## Work to be completed
Update the material below by changing "thickest part" to "widest part" throughout. Leave everything else as it is.
— begin Material to process —
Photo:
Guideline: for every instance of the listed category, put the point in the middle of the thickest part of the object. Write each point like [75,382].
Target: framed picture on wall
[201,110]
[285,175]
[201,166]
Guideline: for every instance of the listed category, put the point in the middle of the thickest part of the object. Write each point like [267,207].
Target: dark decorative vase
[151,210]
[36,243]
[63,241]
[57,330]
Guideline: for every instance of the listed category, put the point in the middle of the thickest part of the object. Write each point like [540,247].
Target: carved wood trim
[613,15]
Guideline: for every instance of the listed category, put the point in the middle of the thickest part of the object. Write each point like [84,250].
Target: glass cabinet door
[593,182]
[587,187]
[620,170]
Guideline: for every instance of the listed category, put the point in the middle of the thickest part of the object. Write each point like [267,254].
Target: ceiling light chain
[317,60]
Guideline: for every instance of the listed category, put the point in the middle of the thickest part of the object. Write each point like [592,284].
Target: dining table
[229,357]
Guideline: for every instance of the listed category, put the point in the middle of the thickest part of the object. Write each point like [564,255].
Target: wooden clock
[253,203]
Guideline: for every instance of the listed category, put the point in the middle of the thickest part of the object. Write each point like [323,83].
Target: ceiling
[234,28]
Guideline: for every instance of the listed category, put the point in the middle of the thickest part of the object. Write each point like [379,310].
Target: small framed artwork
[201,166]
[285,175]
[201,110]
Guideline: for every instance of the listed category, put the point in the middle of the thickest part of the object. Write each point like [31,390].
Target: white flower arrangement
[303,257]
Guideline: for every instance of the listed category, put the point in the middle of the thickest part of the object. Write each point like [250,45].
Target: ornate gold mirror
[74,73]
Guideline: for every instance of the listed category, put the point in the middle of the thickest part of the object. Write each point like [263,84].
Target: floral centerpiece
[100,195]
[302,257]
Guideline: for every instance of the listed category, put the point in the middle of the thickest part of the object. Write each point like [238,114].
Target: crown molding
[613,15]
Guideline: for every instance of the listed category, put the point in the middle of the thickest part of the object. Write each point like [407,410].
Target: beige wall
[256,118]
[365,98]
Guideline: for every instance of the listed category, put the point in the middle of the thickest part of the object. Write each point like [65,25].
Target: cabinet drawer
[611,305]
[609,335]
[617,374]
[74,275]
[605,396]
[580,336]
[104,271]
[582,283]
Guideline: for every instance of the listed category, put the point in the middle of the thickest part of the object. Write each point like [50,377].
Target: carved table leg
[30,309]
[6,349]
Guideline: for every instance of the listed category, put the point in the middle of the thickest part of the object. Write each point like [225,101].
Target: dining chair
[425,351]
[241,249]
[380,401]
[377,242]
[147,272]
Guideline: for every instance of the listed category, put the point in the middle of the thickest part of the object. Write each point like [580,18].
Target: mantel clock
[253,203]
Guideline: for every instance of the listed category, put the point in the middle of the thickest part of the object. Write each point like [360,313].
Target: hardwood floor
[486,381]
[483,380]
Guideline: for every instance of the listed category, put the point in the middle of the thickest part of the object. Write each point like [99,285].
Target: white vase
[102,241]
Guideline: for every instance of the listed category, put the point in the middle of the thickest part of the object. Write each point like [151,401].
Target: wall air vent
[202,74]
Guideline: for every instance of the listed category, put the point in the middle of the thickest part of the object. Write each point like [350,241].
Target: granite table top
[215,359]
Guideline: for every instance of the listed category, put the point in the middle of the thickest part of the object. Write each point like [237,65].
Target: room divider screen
— end Material to process —
## Full answer
Photo:
Guideline: for every instance of the listed category, put the point in the middle of the widest part of the object. Write each point like [75,382].
Target: framed picture on wall
[201,110]
[285,175]
[201,166]
Guideline: for every instance of the listed category, put the point in the middle of the widest part of the object. Write each point like [267,207].
Target: dark decorative vase
[151,210]
[36,243]
[63,241]
[57,330]
Guideline: for every instance of the listed category, put the point in the middle of the widest part of the object. Write each point like [540,247].
Target: carved wood trim
[613,15]
Guideline: for every instance of the listed category, put the point in the middle of the widest part of the object. Write each point like [84,250].
Target: glass cabinet door
[593,182]
[587,187]
[620,170]
Guideline: for every instance of the listed category, put the point in the middle of the widest part of the object. Write each point like [267,254].
Target: ceiling light chain
[317,60]
Guideline: for every instance of the listed category, put the point in the middle of the widest part of the object. Write each point like [592,284].
Target: dining table
[229,357]
Guideline: for every instance of the listed category, put the point in the middle of the widest part of the object. Write each point like [564,255].
Target: wooden clock
[253,203]
Guideline: for every instance of the listed category, put the point in the middle of the widest part of the object. Write each point like [323,83].
Target: ceiling
[234,28]
Guideline: for every instance of the listed category, put the point in the middle of the widest part of the object. Write each point like [379,310].
Target: small framed artwork
[201,166]
[285,175]
[201,110]
Guideline: for every instance of the listed category, put the point in the middle of the widest part of the object. Write each point like [31,390].
Target: white flower arrangement
[303,257]
Guideline: for every instance of the listed category, put the point in the middle of the widest part of the object. Write each point like [250,45].
Target: ornate gold mirror
[74,73]
Guideline: for every instance of the listed category, put the point in the middle of the widest part of the object. Write each point like [263,84].
Target: floral centerpiece
[100,195]
[302,257]
Guideline: for every instance of the listed category, put the point in the middle of the widest part of the object. Write each point like [238,114].
Target: crown molding
[613,15]
Guideline: for every instance of the listed category, put the point in the middle of the widest part of the object. Write each point like [407,410].
Target: beige wall
[256,118]
[365,98]
Guideline: for every instance of the listed category, put the point in the middle of the widest part of the object. Write each point like [65,25].
Target: cabinet drawer
[611,305]
[609,335]
[617,374]
[74,275]
[605,396]
[580,336]
[104,271]
[582,283]
Guideline: for every instance of the listed category, put the point in the middle of the widest part of the object. Write each point like [50,377].
Target: carved table leg
[30,309]
[6,349]
Guideline: for every instance of the listed category, put the point in the middle of the widest part of the object. Write each point like [225,101].
Target: dining chair
[425,351]
[241,249]
[380,401]
[377,242]
[147,272]
Guideline: for every instance of the listed category, put the point in the middle of the widest part of the object. Write each point like [580,18].
Target: mantel clock
[253,203]
Guideline: for every instance of the listed category, put the point in the middle of the widest part of the object. Write each point like [360,313].
Target: hardwood floor
[486,381]
[483,380]
Guideline: for every instance of the listed category, put the point in the middle of the widest part of the object. Write each point like [99,285].
Target: white vase
[102,241]
Guideline: for every instance of the listed category, put the point in the middle of the widest part of the object. Write each point like [151,401].
Target: wall air vent
[202,74]
Guideline: for every instance of the listed category, put the point in the middle of the widest part of the object. Write each point like [350,241].
Target: granite table top
[215,359]
Guideline: for every instance of the listed category, put the point in the middle of the widest part of the object. Write each point like [237,65].
Target: room divider screen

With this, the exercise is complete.